Write out only the lines running from the one that contains "Note: mark the distant" to the end of the material, both ends included.

--- begin RECORD LIST ---

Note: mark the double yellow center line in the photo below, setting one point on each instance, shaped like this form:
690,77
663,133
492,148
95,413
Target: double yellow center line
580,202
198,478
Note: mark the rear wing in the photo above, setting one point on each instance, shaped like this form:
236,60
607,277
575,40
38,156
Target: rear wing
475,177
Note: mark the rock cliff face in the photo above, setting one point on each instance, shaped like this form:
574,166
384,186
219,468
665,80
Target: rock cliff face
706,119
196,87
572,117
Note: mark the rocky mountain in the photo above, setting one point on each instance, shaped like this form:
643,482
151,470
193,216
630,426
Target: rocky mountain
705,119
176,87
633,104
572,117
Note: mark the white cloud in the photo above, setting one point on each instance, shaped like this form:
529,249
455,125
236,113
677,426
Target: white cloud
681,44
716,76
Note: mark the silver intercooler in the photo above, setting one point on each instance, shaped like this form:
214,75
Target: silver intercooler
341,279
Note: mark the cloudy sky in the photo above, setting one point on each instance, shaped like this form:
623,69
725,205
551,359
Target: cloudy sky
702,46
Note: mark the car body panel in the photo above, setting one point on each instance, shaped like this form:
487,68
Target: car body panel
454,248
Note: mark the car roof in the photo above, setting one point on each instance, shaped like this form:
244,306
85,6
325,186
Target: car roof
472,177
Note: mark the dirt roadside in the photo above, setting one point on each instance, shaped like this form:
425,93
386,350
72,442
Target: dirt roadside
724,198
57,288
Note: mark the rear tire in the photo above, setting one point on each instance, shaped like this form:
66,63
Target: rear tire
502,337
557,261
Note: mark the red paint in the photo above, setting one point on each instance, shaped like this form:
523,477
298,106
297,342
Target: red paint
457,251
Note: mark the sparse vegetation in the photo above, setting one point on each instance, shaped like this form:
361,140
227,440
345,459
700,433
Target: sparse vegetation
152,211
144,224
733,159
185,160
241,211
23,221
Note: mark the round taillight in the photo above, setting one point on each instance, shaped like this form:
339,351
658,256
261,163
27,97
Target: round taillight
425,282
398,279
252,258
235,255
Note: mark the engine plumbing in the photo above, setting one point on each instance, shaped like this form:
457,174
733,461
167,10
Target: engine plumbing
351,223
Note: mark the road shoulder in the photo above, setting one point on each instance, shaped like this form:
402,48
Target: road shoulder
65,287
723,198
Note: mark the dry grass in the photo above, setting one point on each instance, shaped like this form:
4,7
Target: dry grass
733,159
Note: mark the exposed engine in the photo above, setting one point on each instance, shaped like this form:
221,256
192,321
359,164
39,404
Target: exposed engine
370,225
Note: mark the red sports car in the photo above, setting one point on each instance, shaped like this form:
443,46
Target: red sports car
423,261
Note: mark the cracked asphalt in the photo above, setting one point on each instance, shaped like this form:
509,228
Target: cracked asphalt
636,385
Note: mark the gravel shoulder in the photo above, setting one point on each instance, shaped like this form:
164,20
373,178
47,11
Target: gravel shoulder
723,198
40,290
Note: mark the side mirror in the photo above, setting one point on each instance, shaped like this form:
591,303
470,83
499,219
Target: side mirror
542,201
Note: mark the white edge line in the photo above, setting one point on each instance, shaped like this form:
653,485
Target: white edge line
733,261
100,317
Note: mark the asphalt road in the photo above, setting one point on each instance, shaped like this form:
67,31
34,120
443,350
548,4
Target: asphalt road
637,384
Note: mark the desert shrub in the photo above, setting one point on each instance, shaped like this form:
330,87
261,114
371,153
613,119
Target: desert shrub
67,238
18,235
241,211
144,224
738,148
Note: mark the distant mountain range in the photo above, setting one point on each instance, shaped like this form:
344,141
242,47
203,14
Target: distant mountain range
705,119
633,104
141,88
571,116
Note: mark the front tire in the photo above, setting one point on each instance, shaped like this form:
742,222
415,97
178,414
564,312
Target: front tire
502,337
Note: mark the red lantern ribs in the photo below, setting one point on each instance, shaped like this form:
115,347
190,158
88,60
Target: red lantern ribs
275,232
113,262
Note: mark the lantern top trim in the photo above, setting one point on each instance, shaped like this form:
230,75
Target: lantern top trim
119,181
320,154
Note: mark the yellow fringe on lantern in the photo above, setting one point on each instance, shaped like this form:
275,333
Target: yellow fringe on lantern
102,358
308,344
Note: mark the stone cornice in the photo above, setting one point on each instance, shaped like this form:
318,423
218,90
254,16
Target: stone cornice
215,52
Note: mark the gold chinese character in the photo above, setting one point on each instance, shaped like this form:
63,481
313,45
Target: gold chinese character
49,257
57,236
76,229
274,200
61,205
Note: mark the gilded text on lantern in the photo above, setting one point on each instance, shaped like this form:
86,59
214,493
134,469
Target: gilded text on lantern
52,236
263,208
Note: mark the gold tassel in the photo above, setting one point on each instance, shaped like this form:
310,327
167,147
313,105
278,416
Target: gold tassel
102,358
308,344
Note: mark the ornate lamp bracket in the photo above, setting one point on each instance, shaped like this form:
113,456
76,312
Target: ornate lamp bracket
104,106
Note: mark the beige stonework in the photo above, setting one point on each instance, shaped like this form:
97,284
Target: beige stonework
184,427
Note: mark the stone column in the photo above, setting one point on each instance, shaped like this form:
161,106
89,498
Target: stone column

--- end RECORD LIST ---

EXPECTED ANSWER:
Note: mark the distant mountain range in the photo above, setting one point on each instance, shaped like this form:
344,141
242,47
203,14
Target: distant mountain range
705,119
633,104
141,88
571,116
Note: mark the front tire in the photo above, setting one point on each instance, shaped like this form:
742,222
415,97
178,414
564,312
Target: front tire
502,337
Note: mark the red lantern ribs in the photo below, setting one point on each instance, shaped like this form:
115,347
190,158
88,60
Target: red lantern ribs
275,232
113,262
Note: mark the lantern top trim in the photo above, setting one point on each instance, shaped like this form:
230,75
Target: lantern top trim
119,181
320,154
Note: mark the yellow fringe on lantern in the photo above, setting one point on each instance, shaped like this form:
275,333
Target: yellow fringe on lantern
102,358
308,344
Note: mark the stone cornice in the photo above, setting one point on each instance, shaped like this form:
318,423
218,90
254,16
Target: stone cornice
215,52
Note: mark the gold chinese character in the photo above, setting one point on each instance, shaped like this form:
63,481
313,45
Target: gold chinese character
49,257
57,236
76,229
274,200
61,205
Note: mark the gilded text on lantern in the photo above, setting one point on each instance, shaped like this form:
86,59
214,493
134,469
Target: gilded text on lantern
52,236
263,208
Note: mark the gold tassel in the photo above, setting one point on each instance, shaped like this form:
310,327
167,147
313,105
278,416
Target: gold tassel
102,358
308,344
Note: mark the ornate lamp bracket in the photo above, setting one point on each instance, shaped like this form:
113,456
76,312
Target: ornate lamp bracket
104,106
Note: mark the beige stonework in the photo above, setting one point on each instance, shaped like this form:
97,284
Target: beige stonework
184,427
Note: mark the stone column in the photo above, setting one point on each instance, shaped like this form:
161,106
89,498
Target: stone column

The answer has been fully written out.